Document segment →

________

Physician payment methods create incentives that powerfully shape clinical behavior. Fee-for-service (FFS) pays per service delivered, incentivizing volume (more visits, more procedures, more tests). Capitation pays a fixed amount per enrolled patient per period, incentivizing efficiency but also potential underservice. Salary eliminates volume incentives but may reduce productivity. Supplier-induced demand — the physician's ability to generate demand for their own services by exploiting the information asymmetry with patients — is a uniquely important phenomenon in health economics, because the physician is simultaneously the patient's agent (advisor) and the supplier (provider). Pay-for-performance (P4P) attempts to align incentives with quality by tying payment to measurable outcomes or process measures, though evidence for its effectiveness is mixed.

________

Problem requirements → Write out the passage on physician payment methods word for word, everything from "Physician payment methods" down to "effectiveness is mixed.".

Dataset records →
________

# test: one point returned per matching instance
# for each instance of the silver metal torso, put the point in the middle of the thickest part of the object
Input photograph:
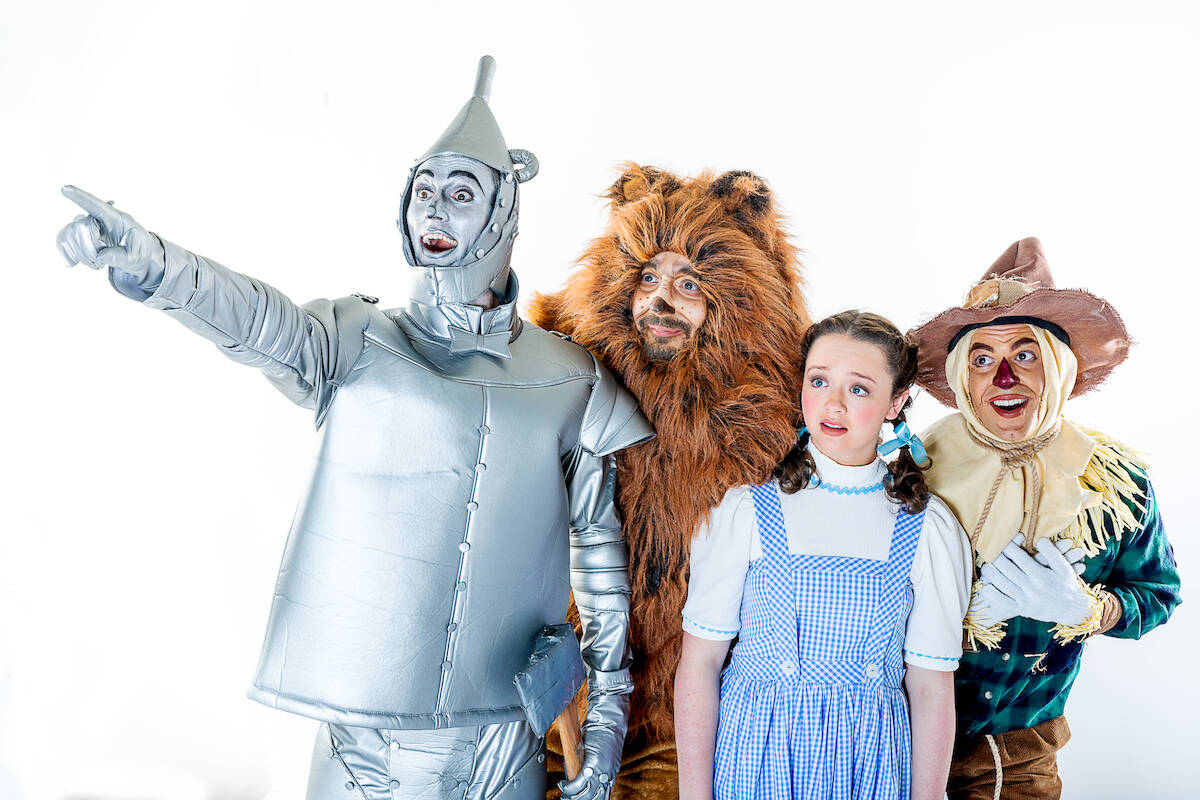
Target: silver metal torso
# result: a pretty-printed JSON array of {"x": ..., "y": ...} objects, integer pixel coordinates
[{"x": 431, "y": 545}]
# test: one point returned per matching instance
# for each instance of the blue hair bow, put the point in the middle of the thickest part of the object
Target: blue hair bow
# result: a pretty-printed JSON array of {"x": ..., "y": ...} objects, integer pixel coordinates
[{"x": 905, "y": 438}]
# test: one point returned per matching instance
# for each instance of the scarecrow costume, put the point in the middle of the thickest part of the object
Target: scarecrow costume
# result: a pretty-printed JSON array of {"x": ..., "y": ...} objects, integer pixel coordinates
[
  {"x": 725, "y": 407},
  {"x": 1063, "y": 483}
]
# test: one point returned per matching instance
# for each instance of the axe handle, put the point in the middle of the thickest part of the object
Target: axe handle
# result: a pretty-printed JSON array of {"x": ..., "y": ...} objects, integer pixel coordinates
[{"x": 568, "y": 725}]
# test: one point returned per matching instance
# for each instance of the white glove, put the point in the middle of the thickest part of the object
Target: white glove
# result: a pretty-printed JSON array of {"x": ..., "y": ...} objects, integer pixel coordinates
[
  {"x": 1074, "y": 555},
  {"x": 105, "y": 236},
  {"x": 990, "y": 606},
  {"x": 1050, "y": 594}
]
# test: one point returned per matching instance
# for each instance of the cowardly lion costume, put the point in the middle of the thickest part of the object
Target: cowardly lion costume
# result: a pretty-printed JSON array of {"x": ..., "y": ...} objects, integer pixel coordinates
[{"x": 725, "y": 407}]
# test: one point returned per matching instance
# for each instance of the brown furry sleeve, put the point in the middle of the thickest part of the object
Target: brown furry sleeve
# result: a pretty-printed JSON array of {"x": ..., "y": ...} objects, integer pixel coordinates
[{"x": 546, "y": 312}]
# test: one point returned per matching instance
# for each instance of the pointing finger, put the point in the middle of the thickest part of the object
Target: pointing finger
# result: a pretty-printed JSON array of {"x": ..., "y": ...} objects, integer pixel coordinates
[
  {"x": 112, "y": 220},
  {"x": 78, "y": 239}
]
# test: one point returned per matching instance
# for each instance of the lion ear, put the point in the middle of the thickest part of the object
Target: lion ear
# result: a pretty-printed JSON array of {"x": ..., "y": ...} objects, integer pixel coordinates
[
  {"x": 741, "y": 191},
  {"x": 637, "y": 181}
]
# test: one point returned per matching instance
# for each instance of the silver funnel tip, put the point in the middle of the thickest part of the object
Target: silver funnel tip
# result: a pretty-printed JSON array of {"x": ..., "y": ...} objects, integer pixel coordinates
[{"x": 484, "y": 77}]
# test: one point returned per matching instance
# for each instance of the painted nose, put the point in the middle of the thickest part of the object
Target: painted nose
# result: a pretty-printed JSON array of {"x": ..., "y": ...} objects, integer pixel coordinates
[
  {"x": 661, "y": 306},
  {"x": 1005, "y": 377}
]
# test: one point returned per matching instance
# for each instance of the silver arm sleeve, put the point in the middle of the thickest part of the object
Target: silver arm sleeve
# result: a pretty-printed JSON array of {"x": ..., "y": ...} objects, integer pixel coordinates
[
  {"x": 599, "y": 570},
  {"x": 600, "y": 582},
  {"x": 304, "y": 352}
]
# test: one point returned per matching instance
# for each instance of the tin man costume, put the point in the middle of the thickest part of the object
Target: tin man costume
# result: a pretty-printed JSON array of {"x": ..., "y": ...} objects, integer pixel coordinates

________

Reply to the exercise →
Physician payment methods create incentives that powerfully shape clinical behavior. Fee-for-service (FFS) pays per service delivered, incentivizing volume (more visits, more procedures, more tests). Capitation pays a fixed amount per enrolled patient per period, incentivizing efficiency but also potential underservice. Salary eliminates volume incentives but may reduce productivity. Supplier-induced demand — the physician's ability to generate demand for their own services by exploiting the information asymmetry with patients — is a uniquely important phenomenon in health economics, because the physician is simultaneously the patient's agent (advisor) and the supplier (provider). Pay-for-performance (P4P) attempts to align incentives with quality by tying payment to measurable outcomes or process measures, though evidence for its effectiveness is mixed.